§ **EXERCÍCIOS**:
A – Selecione e copie cada linha dos registros em que aparece a palavra "platform". Diferencie maiúsculas de minúsculas.
B – Continue o texto sobre a Bacia do Prata a partir da última frase apresentada.

§ **TRECHO DO DOCUMENTO**:
A
extensão da bacia hidrográfica Rio do Prata, e a imensa fertilidade de
suas terras, explicam, em boa medida, a importância estratégica do Cone
Sul, dentro do sistema internacional. A Bacia do Prata, constitui uma
região geoeconômica
plana, contínua e relativamente homogênea, que atravessa fronteiras e
integra partes importantes dos territórios argentino, uruguaio,
paraguaio e boliviano, e do próprio território brasileiro, banhado pelo
Rio Paraná, e pelos seus afluentes, Paranaíba, Grande, Tietê e
Paranapanema. Essa região de enorme potencial econômico, foi
transformada num só tabuleiro geopolítico, pelas “guerras de
independência”, e pelas “guerras platinas”, que se sucederam até a
segunda metade do século XIX, culminado com a Guerra do Paraguai, que
marca o início da competição secular entre a Argentina e o Brasil, pelo
controle do Cone Sul. Um século, exatamente, em que a Argentina se
transformou no primeiro grande “milagre econômico” da América do Sul,
entre 1870 e 1940; e em que o Brasil se transformou no segundo grande
“milagre econômico” do continente, entre 1937 e 1980, completando ao
final, mais de cem anos de alto crescimento contínuo, dentro de uma
mesma região, algo absolutamente incomum na história do desenvolvimento
capitalista.

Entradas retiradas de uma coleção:
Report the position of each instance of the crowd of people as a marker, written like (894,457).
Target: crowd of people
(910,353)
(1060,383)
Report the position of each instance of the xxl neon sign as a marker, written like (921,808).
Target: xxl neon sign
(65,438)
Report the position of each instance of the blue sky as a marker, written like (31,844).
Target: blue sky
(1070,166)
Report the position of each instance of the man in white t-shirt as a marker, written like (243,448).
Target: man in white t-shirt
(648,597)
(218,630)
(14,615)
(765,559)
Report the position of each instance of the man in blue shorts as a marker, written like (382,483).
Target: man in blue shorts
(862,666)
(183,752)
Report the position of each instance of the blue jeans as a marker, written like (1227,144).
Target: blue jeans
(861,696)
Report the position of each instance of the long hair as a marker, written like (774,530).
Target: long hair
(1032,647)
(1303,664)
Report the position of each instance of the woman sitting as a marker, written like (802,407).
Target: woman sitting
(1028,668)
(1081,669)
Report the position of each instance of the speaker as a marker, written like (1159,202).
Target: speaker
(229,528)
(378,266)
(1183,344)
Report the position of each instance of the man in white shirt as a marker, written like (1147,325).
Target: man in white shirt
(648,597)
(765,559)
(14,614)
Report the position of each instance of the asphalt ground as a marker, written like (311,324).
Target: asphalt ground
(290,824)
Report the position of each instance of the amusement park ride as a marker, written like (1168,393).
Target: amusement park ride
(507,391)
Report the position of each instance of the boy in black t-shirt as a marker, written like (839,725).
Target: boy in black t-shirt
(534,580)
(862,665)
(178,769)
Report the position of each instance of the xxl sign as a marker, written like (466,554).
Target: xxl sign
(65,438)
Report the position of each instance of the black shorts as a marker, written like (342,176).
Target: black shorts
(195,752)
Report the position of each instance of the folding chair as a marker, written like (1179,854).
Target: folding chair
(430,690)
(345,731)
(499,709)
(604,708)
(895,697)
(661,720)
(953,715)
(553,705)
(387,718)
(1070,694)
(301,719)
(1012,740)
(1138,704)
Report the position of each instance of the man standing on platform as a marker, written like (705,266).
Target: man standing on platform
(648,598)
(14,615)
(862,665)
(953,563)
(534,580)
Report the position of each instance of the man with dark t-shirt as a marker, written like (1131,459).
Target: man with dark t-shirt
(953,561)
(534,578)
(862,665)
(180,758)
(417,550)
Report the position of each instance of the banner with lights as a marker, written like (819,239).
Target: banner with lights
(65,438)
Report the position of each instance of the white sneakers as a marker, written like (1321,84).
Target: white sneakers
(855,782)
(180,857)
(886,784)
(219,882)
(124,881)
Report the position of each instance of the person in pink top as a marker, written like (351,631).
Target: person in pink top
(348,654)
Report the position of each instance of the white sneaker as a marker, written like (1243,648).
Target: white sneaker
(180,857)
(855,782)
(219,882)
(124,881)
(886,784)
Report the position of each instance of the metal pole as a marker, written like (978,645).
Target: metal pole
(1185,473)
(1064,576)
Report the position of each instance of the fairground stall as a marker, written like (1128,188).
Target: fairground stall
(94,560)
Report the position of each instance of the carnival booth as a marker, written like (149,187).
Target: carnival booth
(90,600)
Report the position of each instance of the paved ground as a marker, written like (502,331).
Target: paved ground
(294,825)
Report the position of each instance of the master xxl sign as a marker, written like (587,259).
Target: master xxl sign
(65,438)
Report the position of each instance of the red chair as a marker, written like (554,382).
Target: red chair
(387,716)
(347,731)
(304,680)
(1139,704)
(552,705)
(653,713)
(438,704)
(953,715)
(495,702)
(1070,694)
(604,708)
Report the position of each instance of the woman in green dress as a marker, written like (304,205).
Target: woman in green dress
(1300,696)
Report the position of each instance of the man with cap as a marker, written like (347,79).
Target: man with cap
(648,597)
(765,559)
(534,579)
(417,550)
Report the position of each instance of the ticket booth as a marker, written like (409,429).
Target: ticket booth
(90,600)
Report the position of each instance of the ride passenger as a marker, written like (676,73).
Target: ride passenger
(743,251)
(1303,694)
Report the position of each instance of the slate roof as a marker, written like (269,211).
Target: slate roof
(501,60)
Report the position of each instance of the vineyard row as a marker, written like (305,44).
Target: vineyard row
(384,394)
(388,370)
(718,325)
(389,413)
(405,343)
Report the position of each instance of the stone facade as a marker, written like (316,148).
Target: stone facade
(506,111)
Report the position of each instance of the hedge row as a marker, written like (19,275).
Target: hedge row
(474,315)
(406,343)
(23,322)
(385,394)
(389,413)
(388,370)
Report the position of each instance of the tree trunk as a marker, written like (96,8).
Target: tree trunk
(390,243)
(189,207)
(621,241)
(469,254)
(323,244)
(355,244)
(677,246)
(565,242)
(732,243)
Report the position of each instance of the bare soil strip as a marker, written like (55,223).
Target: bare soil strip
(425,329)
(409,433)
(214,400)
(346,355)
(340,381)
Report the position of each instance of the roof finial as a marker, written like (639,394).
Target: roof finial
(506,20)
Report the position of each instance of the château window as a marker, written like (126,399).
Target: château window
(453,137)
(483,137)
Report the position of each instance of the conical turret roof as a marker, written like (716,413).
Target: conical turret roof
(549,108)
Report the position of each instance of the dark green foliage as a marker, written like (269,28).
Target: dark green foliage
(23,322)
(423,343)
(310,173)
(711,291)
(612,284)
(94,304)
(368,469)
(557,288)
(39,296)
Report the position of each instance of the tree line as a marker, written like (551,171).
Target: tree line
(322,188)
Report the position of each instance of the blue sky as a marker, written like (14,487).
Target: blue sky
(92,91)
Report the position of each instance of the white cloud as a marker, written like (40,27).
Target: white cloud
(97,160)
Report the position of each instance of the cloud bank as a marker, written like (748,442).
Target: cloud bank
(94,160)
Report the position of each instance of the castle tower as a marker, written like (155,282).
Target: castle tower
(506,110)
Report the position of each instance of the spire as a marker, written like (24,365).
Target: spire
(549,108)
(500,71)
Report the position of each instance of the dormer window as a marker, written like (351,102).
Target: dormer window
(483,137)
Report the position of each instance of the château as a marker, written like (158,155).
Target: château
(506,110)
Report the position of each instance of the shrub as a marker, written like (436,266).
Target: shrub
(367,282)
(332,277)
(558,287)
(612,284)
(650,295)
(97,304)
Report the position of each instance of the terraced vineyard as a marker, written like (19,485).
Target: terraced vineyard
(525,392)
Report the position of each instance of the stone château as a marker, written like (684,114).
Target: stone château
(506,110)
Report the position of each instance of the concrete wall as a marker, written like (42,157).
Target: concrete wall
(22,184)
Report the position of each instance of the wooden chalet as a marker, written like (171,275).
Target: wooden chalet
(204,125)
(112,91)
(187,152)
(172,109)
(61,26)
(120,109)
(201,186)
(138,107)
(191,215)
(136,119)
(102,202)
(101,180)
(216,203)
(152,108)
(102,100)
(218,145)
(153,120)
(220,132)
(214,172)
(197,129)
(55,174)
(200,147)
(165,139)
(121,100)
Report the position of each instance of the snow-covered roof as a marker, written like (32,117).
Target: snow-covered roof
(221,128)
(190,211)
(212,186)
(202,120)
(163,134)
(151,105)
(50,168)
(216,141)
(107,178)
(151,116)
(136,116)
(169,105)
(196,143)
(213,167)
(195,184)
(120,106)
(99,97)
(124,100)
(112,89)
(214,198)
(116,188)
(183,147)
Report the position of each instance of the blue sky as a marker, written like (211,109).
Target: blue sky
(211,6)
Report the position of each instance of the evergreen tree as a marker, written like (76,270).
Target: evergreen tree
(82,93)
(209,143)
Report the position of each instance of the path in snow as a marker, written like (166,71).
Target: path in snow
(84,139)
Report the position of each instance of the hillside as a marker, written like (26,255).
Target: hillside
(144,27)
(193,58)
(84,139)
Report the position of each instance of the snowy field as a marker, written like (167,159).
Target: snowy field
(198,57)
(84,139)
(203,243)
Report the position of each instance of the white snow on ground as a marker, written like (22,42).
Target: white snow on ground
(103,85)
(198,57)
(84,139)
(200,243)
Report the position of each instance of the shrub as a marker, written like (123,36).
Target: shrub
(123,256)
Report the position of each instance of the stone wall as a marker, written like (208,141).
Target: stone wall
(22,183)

§ **CONJUNTO DE RESPOSTAS**:
A –
Report the position of each instance of the man standing on platform as a marker, written like (705,266).
Target: man standing on platform

B –
O take off do
“milagre econômico” argentino ocorreu logo depois da Guerra do
Paraguai, e da unificação definitiva do estado argentino, na década de
1860. Obedeceu a uma estratégia geopolítica claramente expansiva e de
disputa pela hegemonia do Cone Sul, com o
Brasil e o Chile. Essa estratégica orientou, desde o início, as guerras
argentinas de conquista territorial do oeste e do sul, assim como seu
desenvolvimento econômico e sua aliança quase incondicional com a
Inglaterra. Entre 1870 em 1930, a economia argentina cresceu a uma taxa
média anual de cerca de 6%, e no início do século XX, a Argentina havia
se transformado no país mais rico do continente sul-americano, e na
sexta ou sétima economia mais rica do mundo, com uma renda per capita
que era quatro vezes maior que a dos brasileiros, e quase o dobro da dos
norte-americanos, naquele momento. Nessa hora, a Argentina teve todas
as condições para se transformar na potência hegemônica da América do
Sul, e numa importante potência econômica mundial.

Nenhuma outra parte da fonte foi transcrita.